» **Actividades**
1. En el fragmento sobre el flamenco, copia todo desde "Una forma de" hasta "grandes teatros, después." y cambia "tablaos" por "escenarios".
2. Traduce al inglés esta oración del fragmento sobre el flamenco: "El autor (Madrid, 1956) explica que el flamenco es un arte de transmisión oral, preservado en el seno de grandes dinastías gitanas de la Baja Andalucía, como la de la tía Anica La Pirriñaca, que protagoniza la portada."
3. Resume, por favor, el fragmento sobre el flamenco en dos oraciones.

» **Fragmento del documento**
^^^^^^^^

“El flamenco no se aprende en una academia, se canta con faltas de ortografía”, sintetiza el “gitano de vieja escuela” Alonso Núñez Núñez, Rancapino, en el libro que el crítico Alfredo Grimaldos acaba de editar sobre un arte que, asegura el autor en una entrevista con Efe, “ha ganado en dignidad” pero está en peligro de extinción.
En Historia social del flamenco (Península), Grimaldos da una perspectiva distinta del género, conectando a los artistas con su propio pasado, explicando de dónde vienen y cómo ha sido su evolución y “abriéndoles los ojos a los jóvenes, porque muchos confunden jondura con pachanga”.
El autor (Madrid, 1956) explica que el flamenco es un arte de transmisión oral, preservado en el seno de grandes dinastías gitanas de la Baja Andalucía, como la de la tía Anica La Pirriñaca, que protagoniza la portada.
Una forma de vida, “muy dura”, que ha ido cambiando con los años y ha pasado del trabajo en el campo y las noches en vela cantando para “los señoritos” en las ventas, a los tablaos y los festivales veraniegos, primero, y a los grandes teatros, después.
Los profesionales del arte jondo, dice, gozan hoy de mayor consideración social que nunca, pero en el camino también se han perdido muchas cosas y ahora hay, claramente, dos tendencias: la de los puristas, que creen que está en serio peligro, y la de los aperturistas, que mantienen que vive su mejor momento.

^^^^^^^^

» **Datos proporcionados**
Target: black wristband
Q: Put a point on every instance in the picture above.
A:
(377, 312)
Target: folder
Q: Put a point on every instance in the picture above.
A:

^^^^^^^^

» **Problemas resueltos**
1.
Una forma de vida, “muy dura”, que ha ido cambiando con los años y ha pasado del trabajo en el campo y las noches en vela cantando para “los señoritos” en las ventas, a los escenarios y los festivales veraniegos, primero, y a los grandes teatros, después.

2. The author (Madrid, 1956) explains that flamenco is an art of oral transmission, preserved within great Gypsy dynasties of Lower Andalusia, such as that of tía Anica La Pirriñaca, who is featured on the cover.

3. Alfredo Grimaldos ha publicado Historia social del flamenco, un libro que conecta a los artistas con su pasado y explica de dónde viene y cómo ha evolucionado este arte de transmisión oral, preservado en grandes dinastías gitanas de la Baja Andalucía. Según el autor, el flamenco ha ganado en dignidad y sus profesionales gozan hoy de mayor consideración social que nunca, pero está en peligro de extinción y hay dos tendencias: la de los puristas y la de los aperturistas.